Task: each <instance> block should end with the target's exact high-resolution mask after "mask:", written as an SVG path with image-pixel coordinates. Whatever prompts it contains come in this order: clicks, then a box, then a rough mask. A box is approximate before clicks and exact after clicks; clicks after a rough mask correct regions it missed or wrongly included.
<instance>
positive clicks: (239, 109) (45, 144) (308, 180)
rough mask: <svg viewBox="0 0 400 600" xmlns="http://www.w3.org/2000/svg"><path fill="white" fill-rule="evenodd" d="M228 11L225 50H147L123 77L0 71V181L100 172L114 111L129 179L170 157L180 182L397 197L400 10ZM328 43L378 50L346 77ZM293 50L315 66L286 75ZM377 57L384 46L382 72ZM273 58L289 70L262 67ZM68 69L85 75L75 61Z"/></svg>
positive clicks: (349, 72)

○ ○ ○ ○ ○ ○ ○

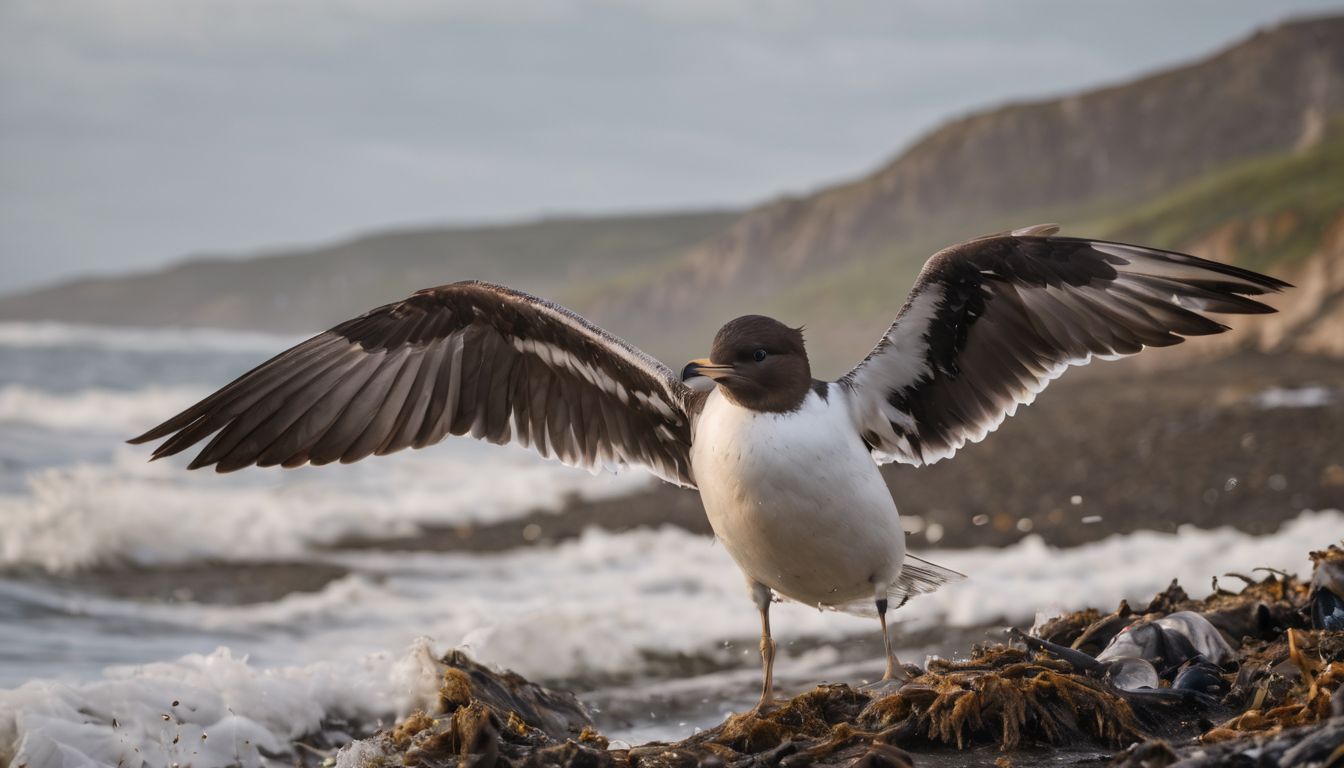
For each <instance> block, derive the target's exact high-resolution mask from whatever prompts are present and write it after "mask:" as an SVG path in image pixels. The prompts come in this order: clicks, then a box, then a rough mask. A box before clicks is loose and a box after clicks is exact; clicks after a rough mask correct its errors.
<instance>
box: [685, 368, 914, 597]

○ ○ ○ ○ ○ ○ ○

Work instruction »
Take every line from the data that includes the word "resolution".

Written solution »
Task: each <instance> block should end with the target's exact high-resolution mask after "mask:", written as an SVG path with image-pixel coordinates. Whatever prompts it contains come in this order: clicks, then a box, then a rough mask. A box is approximate before clicks and exact after clicks; clicks after a rough mask correct regions it missed or wrongly included.
For each <instance> block, derive the target's exact high-resolution mask from whatever prompts are present and write it after "mask:" as an SVG path in image pixels. The prompts come in this order: clicks, then a box, then a rough mask. A box before clicks is loose and a box after clicks is exact; clicks after a rough mask correct its errors.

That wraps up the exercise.